**Problem:**
Copy the listing below, replacing every "JSON array" with "JSON list" and leaving all else unchanged. Leave the pictures out of your copy.

•••••

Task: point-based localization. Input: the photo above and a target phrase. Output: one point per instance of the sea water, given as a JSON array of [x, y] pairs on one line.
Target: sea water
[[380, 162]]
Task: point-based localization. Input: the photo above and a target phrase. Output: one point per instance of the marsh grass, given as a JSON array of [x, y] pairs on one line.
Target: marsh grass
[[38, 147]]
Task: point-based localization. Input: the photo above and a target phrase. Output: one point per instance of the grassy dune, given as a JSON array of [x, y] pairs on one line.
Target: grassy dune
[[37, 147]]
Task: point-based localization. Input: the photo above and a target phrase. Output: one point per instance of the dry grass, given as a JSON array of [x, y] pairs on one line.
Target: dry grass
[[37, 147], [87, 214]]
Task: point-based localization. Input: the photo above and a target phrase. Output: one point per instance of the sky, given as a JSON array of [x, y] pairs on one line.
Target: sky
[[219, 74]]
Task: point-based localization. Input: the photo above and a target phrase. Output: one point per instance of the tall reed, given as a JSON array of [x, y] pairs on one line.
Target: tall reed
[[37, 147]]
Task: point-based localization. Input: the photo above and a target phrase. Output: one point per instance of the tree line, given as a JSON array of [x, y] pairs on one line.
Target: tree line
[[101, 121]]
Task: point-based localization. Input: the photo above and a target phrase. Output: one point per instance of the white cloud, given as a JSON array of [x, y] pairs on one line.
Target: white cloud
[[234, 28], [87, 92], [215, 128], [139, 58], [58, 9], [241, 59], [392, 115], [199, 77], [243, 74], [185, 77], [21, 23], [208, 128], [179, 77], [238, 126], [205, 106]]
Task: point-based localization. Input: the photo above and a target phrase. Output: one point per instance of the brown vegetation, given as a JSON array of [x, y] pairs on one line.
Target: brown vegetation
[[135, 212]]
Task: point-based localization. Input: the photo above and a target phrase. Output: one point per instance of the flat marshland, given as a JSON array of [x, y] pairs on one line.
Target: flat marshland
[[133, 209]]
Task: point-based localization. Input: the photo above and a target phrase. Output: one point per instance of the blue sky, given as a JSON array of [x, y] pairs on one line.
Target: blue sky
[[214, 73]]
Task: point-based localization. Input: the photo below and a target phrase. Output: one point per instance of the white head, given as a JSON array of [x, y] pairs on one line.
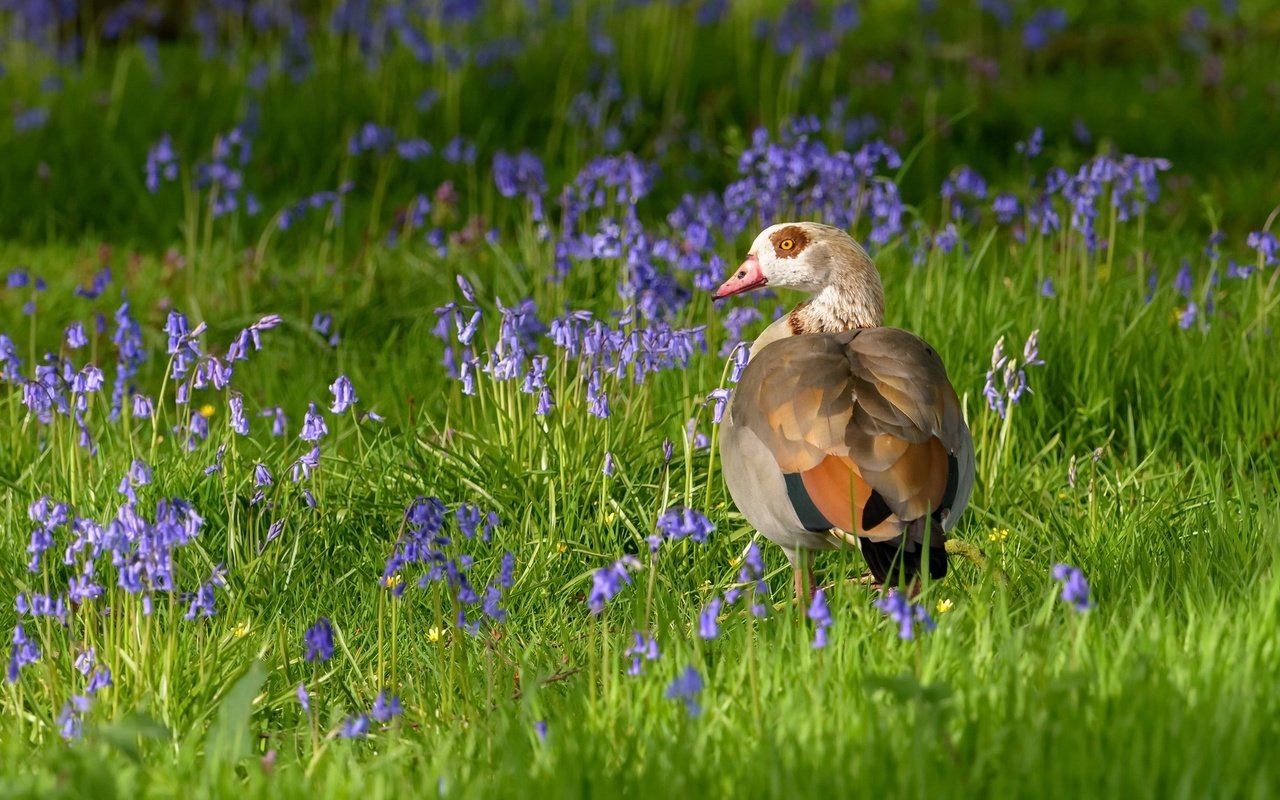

•••••

**Exercise output:**
Task: point-based localization. Input: the photo above and a target phrase. Output: one point per instance of the sea water, given as a JSON list of [x, y] pairs on one line.
Target: sea water
[[380, 162]]
Task: point-based localization. Input: the photo above and a target phrase. Output: one point per instance of the marsh grass, given as a JSON list of [x, y] pairs on one line.
Target: marsh grass
[[38, 147]]
Task: point-based localization. Input: the photo above and a target phrase. Output: one point per instance of the grassy dune, given as a JSON list of [x, y] pairs on one line.
Target: grassy dune
[[37, 147]]
Task: point-based localization. Input: the photo above and a target phrase. Output: one point per instance of the dry grass, given as a JSON list of [x, y] pairs on one line.
Target: dry grass
[[37, 147], [87, 214]]
Task: point-based localization. Input: the photo above and a target phrase. Output: one point per instance of the sky, given as a JSON list of [x, y] pairs on one line.
Target: sky
[[219, 74]]
Task: point-based localization. Input: the photo above and a target phrase. Output: one point per instance of the tall reed, given as a JSON list of [x, y] pairs on one line.
Target: tall reed
[[37, 147]]
Task: point-based localization. Input: the photo above and a target phrase. Output: one point per instance of the tree line, given as a JSON list of [x, y] pairs on one line.
Target: tree line
[[101, 121]]
Task: point-based localization. Input: the photo above and a target phrase. Output: one point per instance of the white cloud, given as a JSON list of [x, y] pairs on one line.
Target: white cloud
[[234, 28], [87, 92], [215, 128], [139, 58], [58, 9], [241, 59], [392, 115], [199, 77], [243, 74], [185, 77], [21, 23], [208, 128], [179, 77], [238, 126], [205, 106]]
Task: point-based localization. Input: the photo above and a target phrase. Output: one point per instance of the brown vegetation, given as a JSON list of [x, y] pairs on one line.
Target: brown vegetation
[[135, 212]]
Task: point-based localization. Input: the photo above and a target phrase. Output: one point per instance of the flat marshland, given as a JSON list of [x, y] pairs on one line.
Target: flat marshland
[[133, 209]]
Task: point-based localization. Input: the photo above and a target phrase. Output: one point per instance of the blue sky, given as a JSON list of [x, y] pairs on one line.
Target: blue sky
[[214, 73]]
Task: point-based localization. Input: the photo below and a target phrase. Output: one point per instance of the white head, given as a JSON list of [x, y] pairs on one line.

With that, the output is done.